▸ OBIETTIVO: Trasforma tutti i record che seguono in un elenco numerato, saltando le righe vuote. Non riportare le immagini nella risposta.

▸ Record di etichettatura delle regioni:
|---|

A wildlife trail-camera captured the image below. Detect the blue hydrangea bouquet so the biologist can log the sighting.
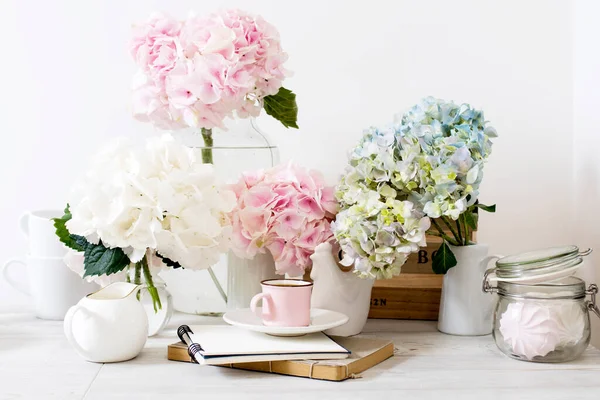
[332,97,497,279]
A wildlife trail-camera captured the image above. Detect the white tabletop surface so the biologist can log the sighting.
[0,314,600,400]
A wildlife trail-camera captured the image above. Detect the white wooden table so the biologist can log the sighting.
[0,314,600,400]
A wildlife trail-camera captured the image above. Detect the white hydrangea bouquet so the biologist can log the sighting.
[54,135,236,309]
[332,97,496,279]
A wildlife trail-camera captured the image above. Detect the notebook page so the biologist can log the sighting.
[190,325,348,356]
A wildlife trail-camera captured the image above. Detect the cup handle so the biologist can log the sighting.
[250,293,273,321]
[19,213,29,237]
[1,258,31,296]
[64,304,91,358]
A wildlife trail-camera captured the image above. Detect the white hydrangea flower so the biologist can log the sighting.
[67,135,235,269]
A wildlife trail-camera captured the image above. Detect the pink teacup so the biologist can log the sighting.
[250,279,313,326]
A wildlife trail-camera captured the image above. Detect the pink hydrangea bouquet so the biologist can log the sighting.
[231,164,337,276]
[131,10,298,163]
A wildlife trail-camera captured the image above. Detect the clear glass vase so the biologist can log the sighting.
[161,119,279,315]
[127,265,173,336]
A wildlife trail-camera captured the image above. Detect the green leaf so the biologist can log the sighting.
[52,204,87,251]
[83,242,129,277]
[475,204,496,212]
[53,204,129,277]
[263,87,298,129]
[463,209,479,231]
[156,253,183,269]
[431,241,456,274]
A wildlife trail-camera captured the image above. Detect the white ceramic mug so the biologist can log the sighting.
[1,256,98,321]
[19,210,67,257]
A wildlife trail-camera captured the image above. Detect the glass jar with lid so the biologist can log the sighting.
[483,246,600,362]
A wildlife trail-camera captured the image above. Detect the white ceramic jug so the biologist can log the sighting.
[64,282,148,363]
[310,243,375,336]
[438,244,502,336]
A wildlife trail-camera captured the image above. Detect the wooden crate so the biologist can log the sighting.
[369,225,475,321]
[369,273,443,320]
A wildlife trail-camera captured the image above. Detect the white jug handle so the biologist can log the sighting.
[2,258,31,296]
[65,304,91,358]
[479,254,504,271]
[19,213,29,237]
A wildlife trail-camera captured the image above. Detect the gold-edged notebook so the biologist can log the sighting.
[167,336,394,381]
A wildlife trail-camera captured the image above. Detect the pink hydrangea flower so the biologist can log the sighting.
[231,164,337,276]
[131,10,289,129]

|---|

▸ SOLUZIONE:
1. A wildlife trail-camera captured the image below. Detect the blue hydrangea bouquet so the biologist can log the sighting.
2. [332,97,497,279]
3. A wildlife trail-camera captured the image above. Detect the white tabletop surface so the biologist can log the sighting.
4. [0,314,600,400]
5. A wildlife trail-camera captured the image above. Detect the white wooden table so the biologist can log the sighting.
6. [0,314,600,400]
7. A wildlife trail-camera captured the image above. Detect the white hydrangea bouquet so the biologist can log the sighting.
8. [54,135,236,309]
9. [332,97,496,279]
10. A wildlife trail-camera captured the image above. Detect the notebook page so the biologist can log the sighting.
11. [190,325,348,356]
12. A wildlife trail-camera captured the image above. Detect the cup handle so the biologist can log the sighting.
13. [250,293,273,321]
14. [19,213,29,237]
15. [1,258,31,296]
16. [64,304,91,358]
17. A wildlife trail-camera captured the image above. Detect the white hydrangea flower so the biologist can log the sighting.
18. [67,135,235,269]
19. A wildlife trail-camera captured the image above. Detect the pink teacup so the biologist can log the sighting.
20. [250,279,313,326]
21. A wildlife trail-camera captured the image above. Detect the pink hydrangea bouquet so the biologist can log the sighting.
22. [231,164,337,276]
23. [131,10,298,163]
24. A wildlife trail-camera captured the image above. Detect the clear glass vase so the biologist can log the sighting.
25. [161,119,279,315]
26. [127,265,173,336]
27. A wildlife trail-camera captured the image above. Detect the green leaf so the biologist can log the sighting.
28. [52,204,87,251]
29. [83,242,129,277]
30. [475,204,496,212]
31. [53,204,129,277]
32. [263,87,298,129]
33. [463,209,479,231]
34. [156,253,183,269]
35. [431,241,456,274]
36. A wildlife trail-camera captured the image above. Detect the white ceramic mug so the biologist can log the sighting.
37. [1,256,98,321]
38. [19,210,67,257]
39. A wildlife trail-camera captured the image above. Detect the glass jar with lid so the biologist can log the sighting.
40. [483,246,600,362]
41. A wildlife trail-camera captured the image above. Detect the white ceramic jug so the biologist can log the sighting.
42. [64,282,148,363]
43. [310,243,375,336]
44. [438,244,502,336]
45. A wildlife trail-camera captured the image above. Detect the wooden crate so the biologist can log the sighting.
46. [369,225,475,321]
47. [369,273,443,320]
48. A wildlife trail-camera captured the image above. Detect the white jug handle so the biologist can log the sighting.
49. [2,258,31,296]
50. [65,304,91,358]
51. [479,254,504,271]
52. [19,213,29,237]
53. A wildlife trail-camera captured the image above. Detect the gold-edged notebook so the biologist can log the sighting.
54. [167,336,394,381]
55. A wildlife trail-camera captured the image above. Detect the pink hydrangea flower so the biologist can log the sighting.
56. [231,164,337,276]
57. [131,10,289,129]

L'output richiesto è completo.